= Exercise requirements =
Continue the article below about DuPont's pension changes, starting right after its last sentence.

= Source document =
◆ ◆ ◆ ◆ ◆ ◆ ◆

Another DuPonter said employees were preparing for something like this given the company's efforts to reduce costs and the fact that the pension contribution for active employees was cut by roughly 75% nearly a decade ago.
"I think everyone was expecting this," he said. "They have eliminated the final one-third."
Norman Stein, a professor of pension and employee benefits law at Drexel University in Philadelphia, said the move hurts older, longtime employees. Typically, most pension plans' retirement payouts are based on a workers' final salary before they leave the company.
"Most defined benefit plans reward longevity and loyalty because the most valuable benefits are the ones you accrue toward the the end of your career," he said. "The implied nature of the pension promise is that if an employee gives a company their career, they are going to get a good retirement."
DuPont announced the changes in a letter to employees from Benito Cachinero-Sanchez, senior vice president of human resources.
"The DuPont board and our senior management team recently completed an extensive and thoughtful evaluation of our retirement benefits, and determined that additional changes need to be implemented beginning in 2018," Cachinero-Sanchez wrote. "The changes will reflect another step in our multi-year analysis and bring us closer to the practices of our global peer set."
DuPont emphasized the changes are not a result of the Dow merger, but rather an attempt to align with industry trends and practices. Since 1998, 23% of Fortune 500 employees have stopped contributing to their primary pension plan, and 15% closed it to new hires. During that same period, 40% of Fortune 500 companies have offered only some type of 401(k).
Stein said many companies are following DuPont's path of closing the plan to new employees before ending contributions for active workers.
"It's often part of a multi-step process," he said.
Retirees and active employees have expressed concern over the security of DuPont's pension obligation. The company's obligation totals $26.1 billion, but the fund only has $17.5 billion of assets. This year was the first time DuPont had contributed to the plan since 2012. A group of DuPont pensioners launched a Facebook page that now has more than 5,000 members.
Craig Skaggs, a second-generation DuPont worker and former lobbyist for the company, created the site for retirees to exchange pension information. The Facebook page has spawned a 300-member sister site for active employees. Skaggs said eliminating contributions for active employees has sparked concerns among some retirees.

◆ ◆ ◆ ◆ ◆ ◆ ◆

(Dataset entries)
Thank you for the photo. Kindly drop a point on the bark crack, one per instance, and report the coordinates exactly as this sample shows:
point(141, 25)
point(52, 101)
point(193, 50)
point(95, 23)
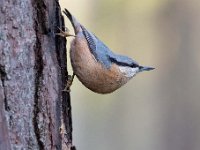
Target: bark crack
point(38, 81)
point(3, 78)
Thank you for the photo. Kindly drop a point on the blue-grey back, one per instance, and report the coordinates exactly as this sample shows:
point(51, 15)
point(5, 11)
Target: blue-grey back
point(103, 54)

◆ ◆ ◆ ◆ ◆ ◆ ◆

= Response area =
"It has been a drip, drip, drip of destruction," Skaggs said. "People are saying pulling our medical benefits is the next obvious move. We worry more about losing our health benefits than losing our pensions completely."
Earlier this year, DuPont sought to reduce its pension obligation by offering a buyout to 18,000 retirees. The retirees traded their future pensions for lump-sum payments or an earlier, but smaller monthly annuity instead of waiting until they reach 62 to collect the traditional pension. The buyout will be paid out through the end of this year.
Retirees have claimed DuPont's pension is only 67% funded. Under Pension Benefit Guarantee Corp., a government agency that provides a safety net for retirees, a plan is considered healthy only if it is greater than 80% funded. If a plan falls below the 80% threshold, PBGC launches an investigation.
In September, DuPont spokesman Dan Turner had confirmed that DuPont has never been under a PBGC investigation, but the agency has requested additional corporate financial and pension plan information. The additional information was used for oversight, monitoring and other purposes.
DuPont contends the plan is actually 93% funded. The difference is a 2010 federal law that offers companies a new way to measure pension funding levels. Under the law, known as Moving Ahead for Progress in the 21st Century, or MAP-21, companies can calculate their funding level using a 25-year average of interest rates instead of the two-year average businesses traditionally used.